Items listed in a dataset:
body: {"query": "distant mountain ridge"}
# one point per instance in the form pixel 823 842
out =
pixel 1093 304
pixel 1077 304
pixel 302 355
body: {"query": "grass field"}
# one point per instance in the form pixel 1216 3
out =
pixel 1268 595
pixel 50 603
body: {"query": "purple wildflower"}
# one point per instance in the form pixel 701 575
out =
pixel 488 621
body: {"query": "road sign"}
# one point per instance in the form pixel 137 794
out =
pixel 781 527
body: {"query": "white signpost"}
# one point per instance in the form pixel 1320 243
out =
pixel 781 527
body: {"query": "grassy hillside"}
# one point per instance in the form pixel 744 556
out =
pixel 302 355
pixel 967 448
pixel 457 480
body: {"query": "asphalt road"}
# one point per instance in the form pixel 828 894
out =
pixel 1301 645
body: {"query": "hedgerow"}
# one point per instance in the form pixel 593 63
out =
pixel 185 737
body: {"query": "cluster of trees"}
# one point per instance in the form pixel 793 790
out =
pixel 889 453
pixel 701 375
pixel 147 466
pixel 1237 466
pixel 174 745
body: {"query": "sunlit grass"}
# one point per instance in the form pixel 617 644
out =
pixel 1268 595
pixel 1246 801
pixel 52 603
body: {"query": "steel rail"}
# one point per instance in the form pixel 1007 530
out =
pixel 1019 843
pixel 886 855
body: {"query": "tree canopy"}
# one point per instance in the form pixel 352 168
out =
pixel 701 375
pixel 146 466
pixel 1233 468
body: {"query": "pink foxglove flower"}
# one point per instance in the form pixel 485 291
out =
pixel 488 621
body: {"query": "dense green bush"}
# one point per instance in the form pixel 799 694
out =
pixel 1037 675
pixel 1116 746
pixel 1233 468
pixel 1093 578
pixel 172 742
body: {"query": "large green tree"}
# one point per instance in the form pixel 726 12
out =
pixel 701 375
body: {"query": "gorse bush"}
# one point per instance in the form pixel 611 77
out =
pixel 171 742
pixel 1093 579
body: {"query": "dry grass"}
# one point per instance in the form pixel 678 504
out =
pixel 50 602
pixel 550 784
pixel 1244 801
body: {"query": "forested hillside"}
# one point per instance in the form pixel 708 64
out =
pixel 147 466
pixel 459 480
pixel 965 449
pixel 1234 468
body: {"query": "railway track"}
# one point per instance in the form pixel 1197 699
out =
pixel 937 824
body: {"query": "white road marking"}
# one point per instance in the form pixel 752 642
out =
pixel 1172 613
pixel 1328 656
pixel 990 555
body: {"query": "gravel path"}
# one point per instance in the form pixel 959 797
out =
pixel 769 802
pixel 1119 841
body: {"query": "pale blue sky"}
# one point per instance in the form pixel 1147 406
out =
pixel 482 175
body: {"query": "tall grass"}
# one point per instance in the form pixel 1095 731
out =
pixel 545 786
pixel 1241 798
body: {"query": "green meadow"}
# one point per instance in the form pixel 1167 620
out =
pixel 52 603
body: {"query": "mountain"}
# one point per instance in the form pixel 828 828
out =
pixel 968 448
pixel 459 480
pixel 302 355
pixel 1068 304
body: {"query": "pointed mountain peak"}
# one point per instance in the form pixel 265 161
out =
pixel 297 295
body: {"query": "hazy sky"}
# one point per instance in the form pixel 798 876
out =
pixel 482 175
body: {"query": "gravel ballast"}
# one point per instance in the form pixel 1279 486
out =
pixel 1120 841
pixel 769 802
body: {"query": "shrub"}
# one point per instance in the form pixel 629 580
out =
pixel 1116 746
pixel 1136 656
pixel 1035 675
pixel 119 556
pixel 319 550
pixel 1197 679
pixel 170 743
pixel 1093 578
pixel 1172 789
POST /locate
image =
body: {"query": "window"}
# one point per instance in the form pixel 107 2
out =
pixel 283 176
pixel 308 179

--

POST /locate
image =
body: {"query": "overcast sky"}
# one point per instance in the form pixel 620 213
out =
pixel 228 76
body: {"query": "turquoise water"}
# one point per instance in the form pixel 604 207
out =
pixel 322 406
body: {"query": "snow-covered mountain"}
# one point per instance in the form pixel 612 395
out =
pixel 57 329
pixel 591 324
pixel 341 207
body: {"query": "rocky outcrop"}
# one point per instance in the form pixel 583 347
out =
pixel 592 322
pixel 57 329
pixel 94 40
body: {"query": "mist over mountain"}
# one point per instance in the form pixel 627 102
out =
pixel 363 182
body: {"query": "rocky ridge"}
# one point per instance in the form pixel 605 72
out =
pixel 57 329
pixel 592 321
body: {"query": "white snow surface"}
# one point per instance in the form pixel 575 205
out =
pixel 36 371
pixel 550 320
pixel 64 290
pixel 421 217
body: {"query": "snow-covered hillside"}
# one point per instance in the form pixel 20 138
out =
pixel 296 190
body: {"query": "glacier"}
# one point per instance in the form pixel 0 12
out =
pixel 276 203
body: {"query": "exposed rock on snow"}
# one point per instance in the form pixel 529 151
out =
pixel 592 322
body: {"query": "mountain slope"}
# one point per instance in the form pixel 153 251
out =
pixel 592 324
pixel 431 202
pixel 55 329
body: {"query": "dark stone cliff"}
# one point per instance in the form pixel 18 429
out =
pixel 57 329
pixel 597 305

==

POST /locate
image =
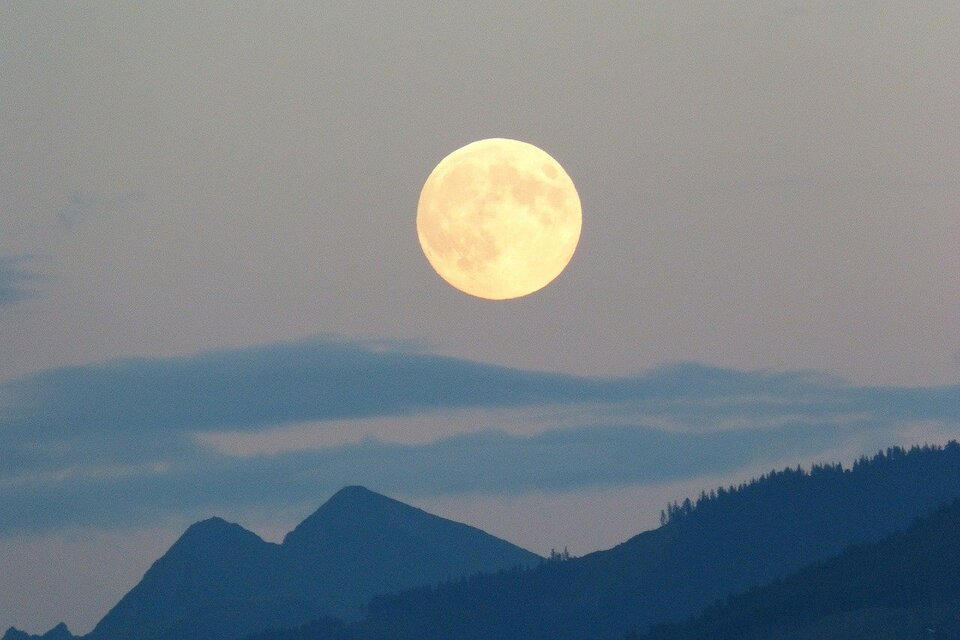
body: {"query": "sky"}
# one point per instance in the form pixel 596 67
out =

TASK TO COMPLETE: Only a number is expected here: the count of lines in the records above that include the word "bush".

EXERCISE RESPONSE: 2